** PASSAGE **
## Start

Nov 11, 2016; 12:25pm

Re: GC problem and performance refine problem

142 posts

What is the time difference between first time and second time query as
second time it will read from os cache,so i think there wont be any IO
bottleneck.

Can u provide driver log and executor log for task which are taking more
time.

-Regards
Kumar Vishal

On Fri, Nov 11, 2016 at 3:21 PM, An Lan <[hidden email]> wrote:

> 1. I have set --num-executors=100 in all test. The image write 100 nodes
> means one executor for one node, and when there is 64 node, there maybe two
> or three executor on one node. The total executor number is always 100.
>
> 2. I do not find the property enable.blocklet.distribution in 0.1.1. I
> found it in 0.2.0. I am testing on 0.1.1, and will try it later. If you
> concern locality level, it seems that the most long query is not caused by
> IO problem. Statistic of the long task statistic like this:
>
> +--------------------+----------------+--------------------+
> ----------------+---------------+-----------+-------------------+
> | task_id|load_blocks_time|load_dictionary_time|scan_blocks_
> time|scan_blocks_num|result_size|total_executor_time|
> +--------------------+----------------+--------------------+
> ----------------+---------------+-----------+-------------------+
> |4199754456147478_134| 1 | 32 |
> 3306 | 3 | 42104 | 13029 |
> +--------------------+----------------+--------------------+
> ----------------+---------------+-----------+-------------------+
>
> I have suffer from IO, but after configure speculation, most tasks
> with a long IO will be resend.
>
>
> 3. distinct value:
>
> g: 11
>
> h: 3
>
> f: 7
>
> e: 3
>
> d: 281
>
> 4. In the query, only e, f ,g, h, d and A are used in filter, others are
> not used. So I think others used in the aggregation are no need added for
> index.
>
> 5. I have write the e, f, g, h, d in most left just after "create table..."
>
> 2016-11-11 15:08 GMT+08:00 Kumar Vishal <[hidden email]>:
>
> > Hi An Lan,
> >
> > Please confirm below things.
> >
> > 1. Is dynamic executor is enabled?? If it is enabled can u disabled and
> > try(this is to check is there any impact with dynamic executor)
> > for disabling dynamic executor you need set in spark-default.conf
> > --num-executors=100
> >
> > 2. Can u please set in below property enable.blocklet.distribution=false
> > and execute the query.
> >
> > 3. Cardinality of each column.
> >
> > 4. Any reason why you are setting "NO_INVERTED_INDEX”=“a” ??
> >
> > 5. Can u keep all the columns which is present in filter on left side so
> > less no of blocks will identified during block pruning and it will
> improve
> > the query performance.

## End

** DATA EXCERPTS **

## Start

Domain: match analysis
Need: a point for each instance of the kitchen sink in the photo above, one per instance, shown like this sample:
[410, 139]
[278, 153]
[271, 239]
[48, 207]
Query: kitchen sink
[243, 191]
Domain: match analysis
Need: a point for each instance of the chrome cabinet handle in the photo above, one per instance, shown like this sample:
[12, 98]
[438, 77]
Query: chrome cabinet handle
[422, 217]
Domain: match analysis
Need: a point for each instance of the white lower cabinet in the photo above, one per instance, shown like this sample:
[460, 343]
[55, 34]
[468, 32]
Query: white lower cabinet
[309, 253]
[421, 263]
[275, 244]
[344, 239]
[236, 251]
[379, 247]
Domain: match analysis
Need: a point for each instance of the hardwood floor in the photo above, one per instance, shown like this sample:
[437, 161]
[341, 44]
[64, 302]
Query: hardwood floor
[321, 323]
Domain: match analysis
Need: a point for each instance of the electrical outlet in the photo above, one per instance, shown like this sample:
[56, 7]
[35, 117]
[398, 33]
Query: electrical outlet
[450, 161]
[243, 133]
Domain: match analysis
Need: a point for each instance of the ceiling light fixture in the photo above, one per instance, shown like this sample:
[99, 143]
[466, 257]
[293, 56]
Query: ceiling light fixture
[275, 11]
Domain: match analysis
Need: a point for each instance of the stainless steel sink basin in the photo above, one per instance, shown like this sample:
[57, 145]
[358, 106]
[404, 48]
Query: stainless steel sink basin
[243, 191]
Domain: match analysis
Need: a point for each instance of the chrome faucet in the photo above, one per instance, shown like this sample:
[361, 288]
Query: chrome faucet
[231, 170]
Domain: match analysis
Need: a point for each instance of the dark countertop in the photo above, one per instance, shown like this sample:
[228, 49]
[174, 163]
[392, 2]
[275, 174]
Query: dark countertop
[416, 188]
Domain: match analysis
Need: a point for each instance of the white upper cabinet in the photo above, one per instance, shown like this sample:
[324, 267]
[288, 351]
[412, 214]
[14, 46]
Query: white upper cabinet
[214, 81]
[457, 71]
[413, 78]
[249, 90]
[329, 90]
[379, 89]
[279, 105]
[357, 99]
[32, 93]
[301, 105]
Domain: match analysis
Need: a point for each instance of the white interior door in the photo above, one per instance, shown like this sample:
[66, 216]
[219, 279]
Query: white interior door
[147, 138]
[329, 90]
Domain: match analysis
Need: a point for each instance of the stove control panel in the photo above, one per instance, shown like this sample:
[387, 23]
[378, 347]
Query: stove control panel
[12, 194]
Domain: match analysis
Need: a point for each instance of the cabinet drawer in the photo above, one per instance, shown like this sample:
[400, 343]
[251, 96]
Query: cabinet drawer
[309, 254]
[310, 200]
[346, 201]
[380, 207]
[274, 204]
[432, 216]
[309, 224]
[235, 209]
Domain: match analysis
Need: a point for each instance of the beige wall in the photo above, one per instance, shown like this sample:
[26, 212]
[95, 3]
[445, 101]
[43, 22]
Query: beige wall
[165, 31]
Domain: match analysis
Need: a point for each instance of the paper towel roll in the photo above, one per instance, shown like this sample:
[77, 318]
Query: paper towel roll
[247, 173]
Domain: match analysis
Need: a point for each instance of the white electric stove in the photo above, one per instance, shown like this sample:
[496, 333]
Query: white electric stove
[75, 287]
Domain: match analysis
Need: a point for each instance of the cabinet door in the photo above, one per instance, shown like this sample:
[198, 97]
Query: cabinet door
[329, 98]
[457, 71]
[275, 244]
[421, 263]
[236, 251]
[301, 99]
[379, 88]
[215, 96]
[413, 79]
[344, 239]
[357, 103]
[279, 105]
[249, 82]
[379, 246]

## End

** WHAT YOU WILL DO **
• 1. Answer these questions from the forum thread above, one answer per line, marked the same way:
(a) How many executors did An Lan set in every test?
(b) In which version did An Lan find the property enable.blocklet.distribution?
(c) What distinct value count is given for column d?
• 2. Copy the forum thread exactly, between "Can u provide" and "is always 100.", inclusive.

** SOLUTIONS BY TASK **
• 1.
(a) 100
(b) 0.2.0
(c) 281

• 2.
Can u provide driver log and executor log for task which are taking more
time.

-Regards
Kumar Vishal

On Fri, Nov 11, 2016 at 3:21 PM, An Lan <[hidden email]> wrote:

> 1. I have set --num-executors=100 in all test. The image write 100 nodes
> means one executor for one node, and when there is 64 node, there maybe two
> or three executor on one node. The total executor number is always 100.